Source records section start

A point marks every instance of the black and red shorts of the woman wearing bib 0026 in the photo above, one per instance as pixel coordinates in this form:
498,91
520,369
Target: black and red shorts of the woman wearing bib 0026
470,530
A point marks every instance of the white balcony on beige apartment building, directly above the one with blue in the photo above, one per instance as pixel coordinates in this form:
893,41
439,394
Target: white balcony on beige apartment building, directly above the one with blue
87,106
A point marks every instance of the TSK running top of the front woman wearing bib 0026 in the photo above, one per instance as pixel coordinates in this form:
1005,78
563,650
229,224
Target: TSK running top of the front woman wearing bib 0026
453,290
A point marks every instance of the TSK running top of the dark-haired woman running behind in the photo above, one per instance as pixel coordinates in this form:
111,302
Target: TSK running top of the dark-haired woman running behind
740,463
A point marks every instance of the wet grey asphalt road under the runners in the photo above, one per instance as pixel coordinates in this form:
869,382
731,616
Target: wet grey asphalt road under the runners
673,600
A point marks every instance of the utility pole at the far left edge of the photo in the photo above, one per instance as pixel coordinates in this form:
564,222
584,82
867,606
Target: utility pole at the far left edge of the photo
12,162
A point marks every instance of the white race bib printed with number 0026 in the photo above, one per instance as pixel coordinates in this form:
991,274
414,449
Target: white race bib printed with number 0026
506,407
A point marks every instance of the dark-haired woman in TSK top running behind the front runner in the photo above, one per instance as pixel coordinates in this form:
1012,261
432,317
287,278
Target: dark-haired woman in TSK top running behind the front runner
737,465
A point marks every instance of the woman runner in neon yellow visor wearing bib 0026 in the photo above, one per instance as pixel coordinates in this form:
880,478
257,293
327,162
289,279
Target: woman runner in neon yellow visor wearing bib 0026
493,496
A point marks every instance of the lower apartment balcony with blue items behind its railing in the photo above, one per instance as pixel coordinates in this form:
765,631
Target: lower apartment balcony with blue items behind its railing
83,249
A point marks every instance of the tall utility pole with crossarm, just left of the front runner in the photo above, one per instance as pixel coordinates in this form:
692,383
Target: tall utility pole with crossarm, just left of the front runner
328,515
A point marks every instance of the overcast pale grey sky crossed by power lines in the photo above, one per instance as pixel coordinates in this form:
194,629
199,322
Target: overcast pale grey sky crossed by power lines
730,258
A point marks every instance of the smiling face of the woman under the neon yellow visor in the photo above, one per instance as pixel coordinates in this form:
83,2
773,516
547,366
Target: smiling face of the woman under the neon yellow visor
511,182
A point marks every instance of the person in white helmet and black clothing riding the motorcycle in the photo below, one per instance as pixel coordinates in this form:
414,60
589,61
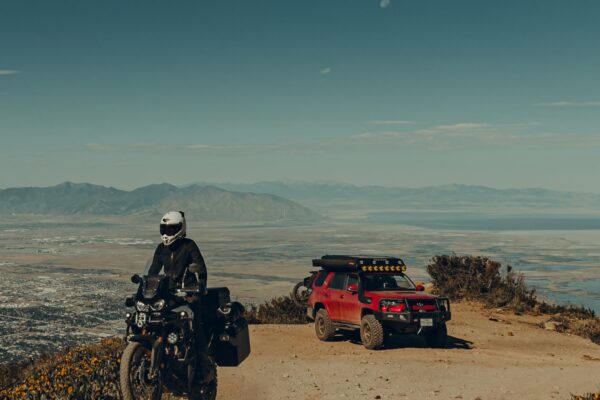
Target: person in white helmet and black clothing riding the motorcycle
175,254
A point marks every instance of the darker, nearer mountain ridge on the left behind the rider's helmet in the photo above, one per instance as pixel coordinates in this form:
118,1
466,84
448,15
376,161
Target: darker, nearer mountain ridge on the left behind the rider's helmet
204,202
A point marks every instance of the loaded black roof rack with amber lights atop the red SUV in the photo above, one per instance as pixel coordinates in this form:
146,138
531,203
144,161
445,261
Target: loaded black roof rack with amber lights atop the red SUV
357,263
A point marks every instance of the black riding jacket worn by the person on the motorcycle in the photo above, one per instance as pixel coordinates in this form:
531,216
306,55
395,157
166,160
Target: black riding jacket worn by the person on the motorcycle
176,258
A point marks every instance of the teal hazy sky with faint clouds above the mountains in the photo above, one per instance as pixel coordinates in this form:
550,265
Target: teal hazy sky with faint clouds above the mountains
369,92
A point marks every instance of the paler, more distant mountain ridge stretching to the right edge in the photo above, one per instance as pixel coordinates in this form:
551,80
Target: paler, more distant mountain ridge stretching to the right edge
324,197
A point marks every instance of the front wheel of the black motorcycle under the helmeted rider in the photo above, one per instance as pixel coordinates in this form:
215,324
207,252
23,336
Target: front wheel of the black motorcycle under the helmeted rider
135,381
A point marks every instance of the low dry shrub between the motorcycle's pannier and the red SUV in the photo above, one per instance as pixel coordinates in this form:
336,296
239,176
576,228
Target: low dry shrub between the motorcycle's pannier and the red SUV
278,310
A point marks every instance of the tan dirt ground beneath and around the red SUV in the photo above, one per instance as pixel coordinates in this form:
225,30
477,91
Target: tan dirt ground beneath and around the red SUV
491,355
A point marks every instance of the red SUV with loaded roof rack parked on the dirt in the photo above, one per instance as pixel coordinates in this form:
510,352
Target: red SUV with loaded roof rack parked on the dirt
373,295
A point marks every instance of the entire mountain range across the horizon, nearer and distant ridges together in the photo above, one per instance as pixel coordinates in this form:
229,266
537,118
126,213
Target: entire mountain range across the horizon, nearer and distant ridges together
283,201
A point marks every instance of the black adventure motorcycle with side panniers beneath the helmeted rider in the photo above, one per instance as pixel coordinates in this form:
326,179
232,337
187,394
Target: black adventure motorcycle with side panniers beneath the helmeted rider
161,342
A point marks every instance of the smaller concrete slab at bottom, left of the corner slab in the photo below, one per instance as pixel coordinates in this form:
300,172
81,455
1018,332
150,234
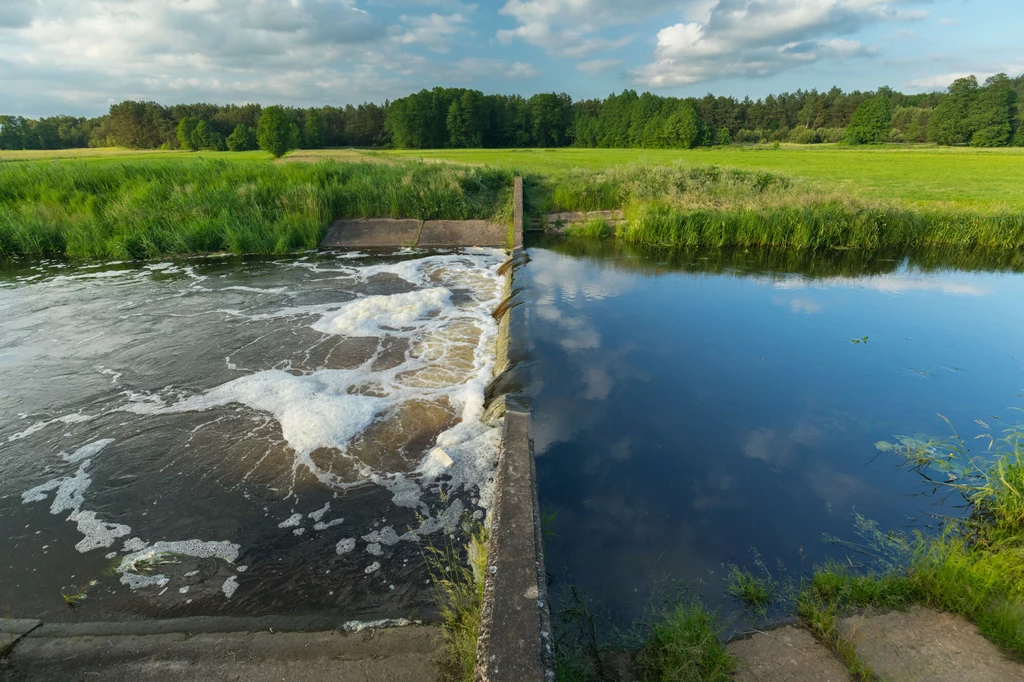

Source records section end

## Problem statement
Please set down the data above exactly as given, leaving every picture out.

## Output for this task
A point marks every instance of the black and red shorts of the woman wearing bib 0026 in the photo above, one per instance as pixel coordinates in this form:
498,91
520,369
Target: black and red shorts of the woman wearing bib 0026
470,530
A point marks every instance of the white balcony on beige apartment building, directly above the one with blue in the photo above, one per instance as pixel coordinates in this form:
893,41
439,394
Target: white balcony on beige apartment building, directly above the one with blue
87,106
A point marks every instance of the TSK running top of the front woman wearing bib 0026 in the photo above, one per instance as pixel coordinates in this form:
1005,78
563,650
229,224
Target: TSK running top of the front woman wearing bib 0026
453,290
A point marks every instance of the TSK running top of the dark-haired woman running behind in the photo above, one per instance as pixel coordinates in this form:
111,302
Target: TSK running top of the dark-haired woman running behind
740,463
A point marks every instance of the wet grey asphalt road under the runners in the photo above, one per instance as pixel coordinates in this form:
869,382
731,616
Target: wet grey asphalt road under the runners
673,600
A point marks every instance of the utility pole at the far left edge of the photo in the photo above, one per instance as pixel coordinates in this form:
564,222
584,82
867,606
Target: utility pole at the far left edge of the photo
12,162
A point marks every instance of the white race bib printed with number 0026 in the photo above, one per instance as pixel coordinates in this form:
991,274
414,449
Target: white race bib printed with number 0026
506,407
A point marks every instance of the dark-haired woman in TSK top running behind the front runner in the photo above, one per instance as pixel coordinates in this form:
1012,261
432,317
287,278
Target: dark-haired woman in TSK top running behind the front runner
737,465
A point marks every instance of the woman runner in neon yellow visor wearing bib 0026 in the photo above, one per instance as pixel coordinates in this form:
880,478
257,293
327,162
289,279
Target: woman runner in neon yellow visor wearing bib 0026
493,496
A point marks every instance of the lower apartment balcony with blue items behind its railing in the photo above, one per instance as pixel coordinates in this form:
765,631
Target: lower apartment balcony with blue items behind its railing
83,249
A point marks every instance of the tall utility pole with crossarm, just left of the front runner in the photo above, one per instance as pixel coordinates in this form:
692,383
Target: tall utility pole with crossarm, just left of the front runner
328,515
A point marks every instance of the overcast pale grey sky crossed by power lines in the photo above, one per instance as pixel coordinates in this form:
194,629
199,322
Target: overcast pale grey sky crossed by power lines
730,258
A point marks every instance of the smiling face of the woman under the neon yellow visor in the photo above, one per instance as pixel coordinates in this form:
83,2
773,516
547,366
Target: smiling face of the woman under the neon yellow visor
511,182
A point marks every instance of the person in white helmet and black clothing riding the motorcycle in the photo below, one per instance as pixel coordinates in this form:
414,60
589,61
Target: person in white helmet and black clothing riding the motorcycle
175,254
A point marks every instance of the darker, nearer mountain ridge on the left behind the rider's helmet in the photo above, one per instance as pixel coordinates in this form:
118,1
466,84
448,15
376,161
Target: darker, nearer mountain ridge on the left behind the rider's helmet
204,202
A point marks every instance of the loaded black roof rack with amber lights atop the red SUV in the photo above, one per instance as pixel coordinates in this form:
146,138
531,203
144,161
445,261
Target: loaded black roof rack with amber lights atop the red SUV
357,263
A point marks every instance of the black riding jacket worn by the person on the motorcycle in the photo above, one per instance as pixel coordinates in this form:
531,216
306,55
395,157
166,160
Target: black riding jacket worn by the person on the motorcycle
176,258
A point marks every instance of the teal hazy sky with faint clouds above the mountains in the photo above, one per instance as pixel coordinates in this form:
550,265
Target: teal hazy sky with faint clouds above the mountains
369,92
A point marks every instance of the paler, more distant mountain ridge stretching to the right edge in the photo above, one per instance as pixel coordinates in this form:
551,80
Target: paler, more distant mountain ridge stretching to the right edge
324,197
A point marks every instance of the front wheel of the black motorcycle under the helmeted rider in the photo above, one per instance as pixel coordinates in this form:
215,324
207,252
23,336
Target: front wheel of the black motorcycle under the helmeted rider
135,381
A point marks every instance of the low dry shrub between the motorcycle's pannier and the red SUV in the photo above, one per instance as pixel coordinates in this form:
336,296
239,176
576,228
Target: low dry shrub between the motorcycle's pannier and the red SUV
278,310
A point marks every instance of the tan dirt ground beneath and around the red SUV in the photo above, one per instance as pixel coordinates in this form:
225,30
477,91
Target: tan dirt ground beneath and around the red SUV
491,355
A point marks every instance of the red SUV with loaded roof rack parked on the dirt in the photo above, one per instance as pixel coordinates in this form:
510,352
Target: red SUV with loaded roof rack parked on the dirt
373,295
A point marks every instance of the entire mountain range across the horizon, nearer and distant ridges together in the photo above, one per instance as pixel coordinates in this form:
229,266
537,118
126,213
Target: entire mountain range across the horizon, nearer and distant ridges together
283,201
A point marks every instance of the black adventure motorcycle with side panniers beneath the helmeted rider in the photo above, one per instance as pixel coordinates in this form:
326,179
232,337
187,394
Target: black adventure motorcycle with side panniers beneath the helmeted rider
161,342
A point marks every instance of the smaller concrete slab at bottom, left of the corner slab in the photo below, one per instance as pixel coordinates in this form:
300,172
81,455
1018,332
150,234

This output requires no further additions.